# START OF Text section

Shanghai Grand Theater

The French architect Jean Marie Charpentier was commissioned to design a new cultural center for China’s financial capital, in the center of Shanghai. The Shanghai Grand Theater stretches its huge roof to the blue sky, symbolizing a Chinese national treasure bowl holding the universe’s kindness and wisdom. The building facilitates Shanghai’s enthusiastic pursuit of the world culture and arts as well as its flexibility ever since ancient times.

Located at the People’s Square, the Shanghai Grand Theater occupies an area of 2.1 hectares, facing the People’s Boulevard in the south, along Huangpi Beilu in the west, next to the Shanghai Municipal Building in the East. The new style architecture combines the Eastern and Western flavor. While naturally choosing to represent Chinese tradition, Jean Marie Charpentier also wished to make a dynamic architectural statement with his surrounding complex, at the historical center of the city.

# END OF Text section

> **What you will do**
1. Transcribe the passage on the Shanghai Grand Theater, beginning at the words "The French architect" and stopping after "since ancient times.".
2. Answer from the passage on the Shanghai Grand Theater:
(a) What nationality is the architect commissioned to design the theater?
(b) How large an area does the theater occupy?
(c) What does the theater face in the south?

# START OF Source material

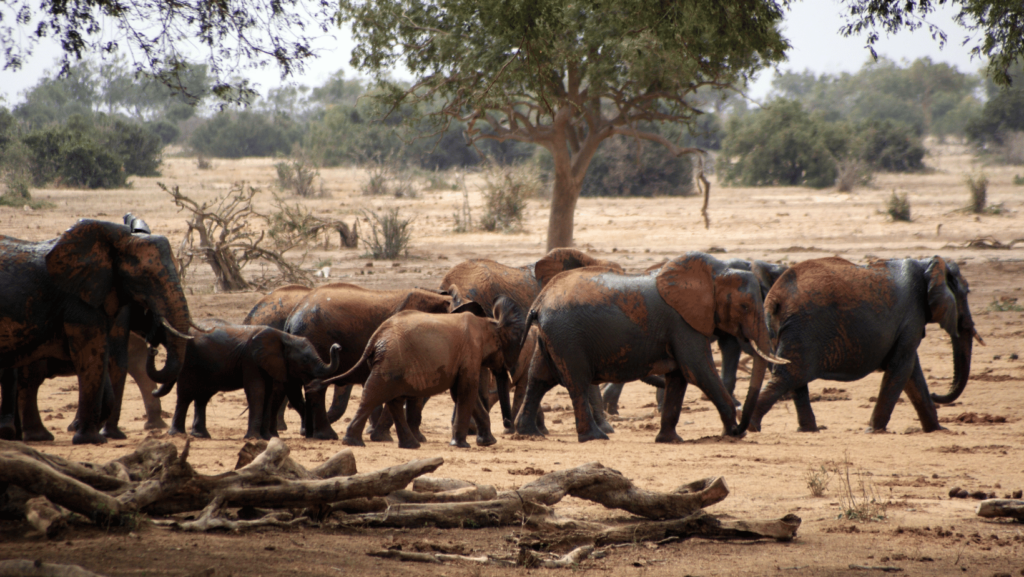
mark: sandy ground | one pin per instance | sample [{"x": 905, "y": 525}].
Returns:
[{"x": 923, "y": 531}]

# END OF Source material

> **Answers per task**
1.
The French architect Jean Marie Charpentier was commissioned to design a new cultural center for China’s financial capital, in the center of Shanghai. The Shanghai Grand Theater stretches its huge roof to the blue sky, symbolizing a Chinese national treasure bowl holding the universe’s kindness and wisdom. The building facilitates Shanghai’s enthusiastic pursuit of the world culture and arts as well as its flexibility ever since ancient times.

2.
(a) French
(b) 2.1 hectares
(c) The People's Boulevard